● Information provided:
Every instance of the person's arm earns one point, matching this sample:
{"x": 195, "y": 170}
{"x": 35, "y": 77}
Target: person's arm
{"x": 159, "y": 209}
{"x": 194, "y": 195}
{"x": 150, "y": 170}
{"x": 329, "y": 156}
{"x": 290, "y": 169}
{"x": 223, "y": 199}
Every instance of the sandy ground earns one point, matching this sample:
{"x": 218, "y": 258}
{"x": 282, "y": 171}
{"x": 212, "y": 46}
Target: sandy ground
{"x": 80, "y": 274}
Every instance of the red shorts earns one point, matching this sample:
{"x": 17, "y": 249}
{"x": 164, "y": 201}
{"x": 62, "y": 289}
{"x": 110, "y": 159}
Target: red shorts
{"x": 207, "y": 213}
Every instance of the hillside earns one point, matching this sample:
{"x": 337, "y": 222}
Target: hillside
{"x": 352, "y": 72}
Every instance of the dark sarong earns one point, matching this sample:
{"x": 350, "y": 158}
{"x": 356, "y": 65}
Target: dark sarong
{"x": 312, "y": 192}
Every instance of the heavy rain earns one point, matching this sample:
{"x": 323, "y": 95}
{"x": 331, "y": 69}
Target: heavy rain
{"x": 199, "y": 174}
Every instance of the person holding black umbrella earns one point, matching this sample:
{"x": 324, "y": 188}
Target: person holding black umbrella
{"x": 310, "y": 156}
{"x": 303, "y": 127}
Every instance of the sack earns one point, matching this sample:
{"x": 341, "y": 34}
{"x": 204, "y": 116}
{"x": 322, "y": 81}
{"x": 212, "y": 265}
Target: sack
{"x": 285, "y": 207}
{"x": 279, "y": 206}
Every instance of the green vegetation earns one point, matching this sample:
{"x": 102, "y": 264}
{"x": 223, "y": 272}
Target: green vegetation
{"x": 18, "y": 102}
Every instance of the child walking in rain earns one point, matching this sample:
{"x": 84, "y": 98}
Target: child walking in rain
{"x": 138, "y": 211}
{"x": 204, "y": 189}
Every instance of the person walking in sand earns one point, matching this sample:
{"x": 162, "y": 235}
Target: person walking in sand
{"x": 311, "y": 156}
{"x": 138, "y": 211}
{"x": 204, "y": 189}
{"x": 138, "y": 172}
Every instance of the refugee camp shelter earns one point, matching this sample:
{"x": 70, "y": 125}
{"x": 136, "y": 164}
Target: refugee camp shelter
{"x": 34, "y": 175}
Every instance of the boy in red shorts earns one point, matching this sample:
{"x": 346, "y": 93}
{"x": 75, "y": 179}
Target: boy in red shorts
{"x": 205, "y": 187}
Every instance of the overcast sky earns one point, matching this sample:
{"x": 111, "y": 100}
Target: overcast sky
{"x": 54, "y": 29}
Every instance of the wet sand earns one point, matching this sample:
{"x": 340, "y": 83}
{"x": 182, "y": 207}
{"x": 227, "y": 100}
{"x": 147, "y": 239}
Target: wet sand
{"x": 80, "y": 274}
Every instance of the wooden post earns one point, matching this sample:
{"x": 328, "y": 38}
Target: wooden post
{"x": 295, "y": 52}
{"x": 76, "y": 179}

● Your assignment:
Each record above should be set down again in its exact wording.

● Reply:
Every instance of the person's arm earns one point, matching this sample:
{"x": 195, "y": 170}
{"x": 35, "y": 77}
Target: person's arm
{"x": 159, "y": 209}
{"x": 194, "y": 195}
{"x": 150, "y": 170}
{"x": 329, "y": 156}
{"x": 290, "y": 169}
{"x": 223, "y": 199}
Every instance of the sandy ground earns one point, matching this sample:
{"x": 218, "y": 258}
{"x": 282, "y": 171}
{"x": 212, "y": 46}
Target: sandy ground
{"x": 80, "y": 274}
Every instance of the red shorts earns one point, matching this sample:
{"x": 17, "y": 249}
{"x": 164, "y": 201}
{"x": 62, "y": 289}
{"x": 110, "y": 159}
Target: red shorts
{"x": 207, "y": 213}
Every instance of the hillside earns one point, matching this sample:
{"x": 337, "y": 222}
Target: hillside
{"x": 352, "y": 72}
Every instance of the dark sarong earns one point, matching this sample:
{"x": 350, "y": 158}
{"x": 356, "y": 65}
Target: dark sarong
{"x": 312, "y": 192}
Every instance of the heavy rain earns one point, matching this sample:
{"x": 323, "y": 95}
{"x": 331, "y": 69}
Target: heavy rain
{"x": 199, "y": 174}
Every instance of the person holding black umbrella earns one point, matching this sample:
{"x": 324, "y": 188}
Target: person holding black umbrella
{"x": 310, "y": 156}
{"x": 303, "y": 127}
Every instance of the sack earns one point, matching this sample:
{"x": 341, "y": 34}
{"x": 204, "y": 116}
{"x": 322, "y": 81}
{"x": 212, "y": 265}
Target: sack
{"x": 285, "y": 207}
{"x": 279, "y": 206}
Every instance of the green vegetation earns one point, matching this sample:
{"x": 102, "y": 264}
{"x": 223, "y": 272}
Target: green vegetation
{"x": 18, "y": 102}
Every instance of the child walking in rain earns one point, matching this sample:
{"x": 84, "y": 98}
Target: child walking in rain
{"x": 138, "y": 211}
{"x": 204, "y": 189}
Every instance of the person walking in sand earns one point, matching this sample:
{"x": 162, "y": 235}
Target: person walking in sand
{"x": 311, "y": 156}
{"x": 138, "y": 211}
{"x": 204, "y": 189}
{"x": 138, "y": 172}
Every instance of the refugee camp shelter earns one point, matching this sample:
{"x": 70, "y": 125}
{"x": 136, "y": 164}
Target: refugee camp shelter
{"x": 34, "y": 175}
Every instance of the boy in red shorts earns one point, matching this sample:
{"x": 346, "y": 93}
{"x": 75, "y": 179}
Target: boy in red shorts
{"x": 205, "y": 187}
Every instance of the overcast sky earns one point, matching this sample:
{"x": 111, "y": 100}
Target: overcast sky
{"x": 54, "y": 29}
Every instance of the wet sand earns one point, matching this sample:
{"x": 340, "y": 83}
{"x": 182, "y": 207}
{"x": 227, "y": 100}
{"x": 147, "y": 239}
Target: wet sand
{"x": 80, "y": 274}
Every instance of the wooden post earns one point, matching this sample:
{"x": 328, "y": 38}
Target: wooden post
{"x": 295, "y": 52}
{"x": 76, "y": 179}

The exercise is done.